EXTRACT TO READ ->
Configuring the chat bot

The sample retail application includes a built-in chat interface that allows customers to interact with the store using natural language. This feature can help customers find products, get recommendations, or answer questions about store policies. For this module, we'll configure this chat component to use our Mistral-7B model served through vLLM.

Let's reconfigure the UI component to enable the chat bot functionality and point it to our vLLM endpoint:

Kustomize Patch
Deployment/ui
Diff

~/environment/eks-workshop/modules/aiml/chatbot/deployment/kustomization.yaml
apiVersion: kustomize.config.k8s.io/v1beta1
kind: Kustomization
resources:
  - ../../../../base-application/ui
patches:
  - path: deployment.yaml

apiVersion: apps/v1
kind: Deployment
metadata:
  labels:
    app.kubernetes.io/created-by: eks-workshop
    app.kubernetes.io/type: app
  name: ui
  namespace: ui
spec:
  replicas: 1
  selector:
    matchLabels:
      app.kubernetes.io/component: service
      app.kubernetes.io/instance: ui
      app.kubernetes.io/name: ui
  template:
    metadata:
      annotations:
        prometheus.io/path: /actuator/prometheus
        prometheus.io/port: "8080"

DATA SECTION ->
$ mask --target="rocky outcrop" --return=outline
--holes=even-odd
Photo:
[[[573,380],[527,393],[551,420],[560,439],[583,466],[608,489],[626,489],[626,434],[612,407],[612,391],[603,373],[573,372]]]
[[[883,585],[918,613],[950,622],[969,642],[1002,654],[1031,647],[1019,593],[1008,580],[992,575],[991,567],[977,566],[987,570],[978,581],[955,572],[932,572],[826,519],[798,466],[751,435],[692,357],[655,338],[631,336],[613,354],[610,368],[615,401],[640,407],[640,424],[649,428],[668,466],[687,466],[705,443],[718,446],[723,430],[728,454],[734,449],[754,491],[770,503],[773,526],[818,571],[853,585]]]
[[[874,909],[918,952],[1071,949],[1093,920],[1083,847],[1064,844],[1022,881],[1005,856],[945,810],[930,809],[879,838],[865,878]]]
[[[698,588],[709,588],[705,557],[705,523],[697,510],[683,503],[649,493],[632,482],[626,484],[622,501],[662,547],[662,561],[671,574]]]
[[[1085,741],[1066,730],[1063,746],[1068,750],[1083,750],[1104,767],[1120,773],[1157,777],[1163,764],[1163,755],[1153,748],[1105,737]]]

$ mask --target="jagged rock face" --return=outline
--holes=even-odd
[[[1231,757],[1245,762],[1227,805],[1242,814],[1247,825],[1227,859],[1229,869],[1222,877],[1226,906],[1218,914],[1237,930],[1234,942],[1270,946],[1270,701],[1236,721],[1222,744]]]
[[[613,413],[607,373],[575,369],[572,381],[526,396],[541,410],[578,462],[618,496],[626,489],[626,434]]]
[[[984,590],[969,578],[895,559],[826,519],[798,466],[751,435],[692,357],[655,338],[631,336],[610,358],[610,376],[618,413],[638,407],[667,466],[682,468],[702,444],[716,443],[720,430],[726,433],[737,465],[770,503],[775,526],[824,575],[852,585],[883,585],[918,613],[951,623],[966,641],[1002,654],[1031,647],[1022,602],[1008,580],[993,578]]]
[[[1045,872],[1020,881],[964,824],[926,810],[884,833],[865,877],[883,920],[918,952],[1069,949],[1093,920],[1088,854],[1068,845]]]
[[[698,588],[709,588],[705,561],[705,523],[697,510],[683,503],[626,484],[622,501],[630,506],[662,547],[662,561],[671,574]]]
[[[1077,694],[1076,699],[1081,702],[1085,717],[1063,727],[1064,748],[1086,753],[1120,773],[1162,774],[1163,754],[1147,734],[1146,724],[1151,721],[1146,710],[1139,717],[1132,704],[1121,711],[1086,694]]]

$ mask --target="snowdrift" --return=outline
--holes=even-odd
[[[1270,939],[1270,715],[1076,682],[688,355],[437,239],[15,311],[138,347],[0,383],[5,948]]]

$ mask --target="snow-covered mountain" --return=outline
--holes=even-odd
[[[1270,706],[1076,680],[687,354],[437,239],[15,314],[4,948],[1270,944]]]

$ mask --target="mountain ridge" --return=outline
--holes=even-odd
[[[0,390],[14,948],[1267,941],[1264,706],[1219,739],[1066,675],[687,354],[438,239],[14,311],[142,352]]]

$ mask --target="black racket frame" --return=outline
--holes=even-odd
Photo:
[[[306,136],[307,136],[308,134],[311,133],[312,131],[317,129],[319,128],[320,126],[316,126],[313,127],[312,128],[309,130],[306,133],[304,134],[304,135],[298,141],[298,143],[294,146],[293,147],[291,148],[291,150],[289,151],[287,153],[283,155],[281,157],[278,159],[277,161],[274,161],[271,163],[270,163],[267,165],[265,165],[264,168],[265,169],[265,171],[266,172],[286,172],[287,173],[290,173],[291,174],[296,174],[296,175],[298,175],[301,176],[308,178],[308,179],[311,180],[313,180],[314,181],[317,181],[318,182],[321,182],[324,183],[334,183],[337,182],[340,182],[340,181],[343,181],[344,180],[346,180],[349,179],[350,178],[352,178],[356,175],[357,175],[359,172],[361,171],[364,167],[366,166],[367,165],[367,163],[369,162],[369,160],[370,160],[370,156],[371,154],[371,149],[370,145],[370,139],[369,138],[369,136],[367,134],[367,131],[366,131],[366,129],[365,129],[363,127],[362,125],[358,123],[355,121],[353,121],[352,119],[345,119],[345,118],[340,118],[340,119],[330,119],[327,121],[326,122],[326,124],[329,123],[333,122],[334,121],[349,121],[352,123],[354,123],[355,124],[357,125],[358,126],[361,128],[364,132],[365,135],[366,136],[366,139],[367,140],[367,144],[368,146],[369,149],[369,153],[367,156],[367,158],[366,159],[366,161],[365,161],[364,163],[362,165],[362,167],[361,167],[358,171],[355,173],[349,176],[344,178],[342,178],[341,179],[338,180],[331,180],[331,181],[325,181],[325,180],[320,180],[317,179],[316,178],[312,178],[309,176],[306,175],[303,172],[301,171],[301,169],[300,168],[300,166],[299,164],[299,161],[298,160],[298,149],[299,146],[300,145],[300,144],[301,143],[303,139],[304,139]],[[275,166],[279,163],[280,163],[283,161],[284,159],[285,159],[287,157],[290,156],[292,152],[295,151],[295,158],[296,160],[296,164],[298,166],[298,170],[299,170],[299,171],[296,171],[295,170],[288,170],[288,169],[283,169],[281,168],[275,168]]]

EXERCISE REQUIREMENTS ->
1. Rewrite everything from "The sample retail" down to "served through vLLM." in the chat bot configuration page, changing "Mistral-7B" to "Llama-3-8B".
2. According to the chat bot configuration page, which model will the chat component be configured to use in this module?

RESPONSES TO THE EXERCISE ->
1.
The sample retail application includes a built-in chat interface that allows customers to interact with the store using natural language. This feature can help customers find products, get recommendations, or answer questions about store policies. For this module, we'll configure this chat component to use our Llama-3-8B model served through vLLM.

2. The Mistral-7B model, served through vLLM.